Selected passage:

——————

At 09:10 PM 1999/05/14 +0200, "Steinar H. Gunderson"
<[EMAIL PROTECTED]> wrote:
>OK, second message in a row, I just thought it would be nice to separate
them.
>
>Has anybody got experience in turning off/disabling screensavers under Win95?
>We run Prime95 at 40 machines (most of them 486'es, though) at school, and
>screen savers are CPU hoggers (I suppose... at least everybody tells me so).
>Two solutions I could think of (both ideally incorporated under Win95):
>
>1. Have Prime95 reset the screen saver every 5 minutes or so (possibly when
>   it's outputting) to `Blank Screen'. Would need fiddling with the Registry.
>2. Do a call to mouse_event() or keyboard_event() (possibly hitting Ctrl, or
>   any not-so-important key, or moving the mouse one pixel), preventing the
>   screen saver from being run at all.

Prime95 already has priority levels that are settable.  The default is lower
than screensaver, but you don't have to run at default setting.

——————

Task to complete: Continue the mailing-list reply about Prime95 and Win95 screensavers, picking up after its last sentence.

Record list:
——————

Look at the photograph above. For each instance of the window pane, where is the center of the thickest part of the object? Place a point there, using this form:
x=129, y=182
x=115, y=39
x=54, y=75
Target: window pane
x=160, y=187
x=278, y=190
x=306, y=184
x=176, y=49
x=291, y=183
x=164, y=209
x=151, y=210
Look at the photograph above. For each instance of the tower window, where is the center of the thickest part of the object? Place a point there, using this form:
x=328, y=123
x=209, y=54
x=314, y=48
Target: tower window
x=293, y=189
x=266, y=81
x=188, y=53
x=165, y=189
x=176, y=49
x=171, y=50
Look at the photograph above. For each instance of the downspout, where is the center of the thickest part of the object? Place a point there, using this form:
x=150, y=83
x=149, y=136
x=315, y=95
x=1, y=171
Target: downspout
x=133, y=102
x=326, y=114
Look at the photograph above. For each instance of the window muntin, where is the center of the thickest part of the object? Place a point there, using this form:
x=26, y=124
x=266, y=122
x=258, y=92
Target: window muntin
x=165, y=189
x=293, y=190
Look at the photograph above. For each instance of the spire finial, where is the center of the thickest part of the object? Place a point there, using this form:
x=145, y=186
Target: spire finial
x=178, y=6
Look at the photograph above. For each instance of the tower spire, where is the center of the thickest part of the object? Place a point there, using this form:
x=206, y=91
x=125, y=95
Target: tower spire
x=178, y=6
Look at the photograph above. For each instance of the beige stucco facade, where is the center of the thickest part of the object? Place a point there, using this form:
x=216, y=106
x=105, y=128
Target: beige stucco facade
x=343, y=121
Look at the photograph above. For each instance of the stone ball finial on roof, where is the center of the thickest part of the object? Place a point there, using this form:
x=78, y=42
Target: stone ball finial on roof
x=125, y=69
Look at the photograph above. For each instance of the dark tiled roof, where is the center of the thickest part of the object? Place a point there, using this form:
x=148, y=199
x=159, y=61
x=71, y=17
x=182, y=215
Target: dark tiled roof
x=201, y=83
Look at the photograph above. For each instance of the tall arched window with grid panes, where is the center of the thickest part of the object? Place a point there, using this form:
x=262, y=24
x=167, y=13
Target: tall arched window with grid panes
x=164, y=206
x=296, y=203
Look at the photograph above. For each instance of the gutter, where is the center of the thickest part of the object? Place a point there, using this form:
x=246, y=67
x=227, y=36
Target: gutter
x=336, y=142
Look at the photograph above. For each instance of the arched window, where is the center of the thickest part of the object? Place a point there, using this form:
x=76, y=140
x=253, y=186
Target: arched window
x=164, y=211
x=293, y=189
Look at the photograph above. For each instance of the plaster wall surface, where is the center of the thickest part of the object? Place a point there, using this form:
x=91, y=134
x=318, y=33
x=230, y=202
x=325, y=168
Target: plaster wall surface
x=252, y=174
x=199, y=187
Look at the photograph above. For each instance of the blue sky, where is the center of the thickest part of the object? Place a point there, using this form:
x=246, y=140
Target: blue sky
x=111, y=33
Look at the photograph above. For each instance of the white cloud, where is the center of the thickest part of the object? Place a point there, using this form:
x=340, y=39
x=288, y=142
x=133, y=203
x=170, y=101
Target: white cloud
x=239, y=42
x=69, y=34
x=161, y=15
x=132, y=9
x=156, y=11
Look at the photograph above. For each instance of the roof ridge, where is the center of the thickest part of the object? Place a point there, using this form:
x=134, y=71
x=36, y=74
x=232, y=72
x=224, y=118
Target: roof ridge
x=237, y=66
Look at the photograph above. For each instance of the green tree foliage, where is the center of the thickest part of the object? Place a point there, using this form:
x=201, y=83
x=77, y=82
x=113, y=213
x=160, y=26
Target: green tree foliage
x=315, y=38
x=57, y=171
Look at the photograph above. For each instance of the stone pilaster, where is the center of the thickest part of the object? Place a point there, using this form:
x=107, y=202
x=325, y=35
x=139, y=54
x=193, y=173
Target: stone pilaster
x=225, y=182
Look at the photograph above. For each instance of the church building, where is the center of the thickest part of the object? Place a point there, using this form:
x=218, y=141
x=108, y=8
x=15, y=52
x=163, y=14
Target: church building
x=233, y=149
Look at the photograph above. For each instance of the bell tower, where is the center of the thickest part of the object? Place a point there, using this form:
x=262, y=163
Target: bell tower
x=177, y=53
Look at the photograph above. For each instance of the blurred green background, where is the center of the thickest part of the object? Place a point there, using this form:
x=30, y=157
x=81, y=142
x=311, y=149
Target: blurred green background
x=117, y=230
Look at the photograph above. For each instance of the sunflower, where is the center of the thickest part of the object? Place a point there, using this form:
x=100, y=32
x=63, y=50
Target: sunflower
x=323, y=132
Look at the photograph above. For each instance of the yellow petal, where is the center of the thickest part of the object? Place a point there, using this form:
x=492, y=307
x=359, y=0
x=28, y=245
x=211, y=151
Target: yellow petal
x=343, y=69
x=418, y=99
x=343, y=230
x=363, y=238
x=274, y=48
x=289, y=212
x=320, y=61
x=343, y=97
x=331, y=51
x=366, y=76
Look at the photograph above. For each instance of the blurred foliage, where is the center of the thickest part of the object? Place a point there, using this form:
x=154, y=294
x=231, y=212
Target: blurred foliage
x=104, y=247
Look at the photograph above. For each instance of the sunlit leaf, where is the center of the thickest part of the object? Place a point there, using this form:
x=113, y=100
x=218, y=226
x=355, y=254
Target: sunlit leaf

——————

Response for this exercise:
Have a look at the readme.txt for Prime95 V18.1 (or any version at least
since 
V14.4 which had command line argument -P settable 0 thru 5, where
3 is equal to screensaver priority and 0 is near the level of the idle
loop).  

Especially avoid the use of OpenGL screensavers; these are very cpu-intensive,
and run at higher priority than remote (network) file access, for network-
based backup, for example.

Putting both intermediate files and the prime95 executable file on a file
server is a nice way to ensure work is backed up, updating executables is
straightforward, and space used is efficient.  It does have the disadvantages
of requiring someone logged in unless the security configuration is unusually
lax, and presents a single point of failure.  (When the server reboots, all
40 instances of prime95 stop but may appear to still be running until a 
mouse cursor crosses the prime95 icon.)

An alternative is to write a script which normally copies the pq* files from
local disk to server space, at whatever interval you prefer.  They get backed
up with the server, so if ghost wipes the workstation clean, you can easily
restore an exponent that's 90% complete.  As we move upward in exponents,
this will be of increasing interest.  The script runs when there's a logged
in user.

In general, if you'd like to automate a task in Win95/NT, take a look at
Winbatch from Wilson Windoware; it's very handy for some things.  Another
possibility is Active State perl.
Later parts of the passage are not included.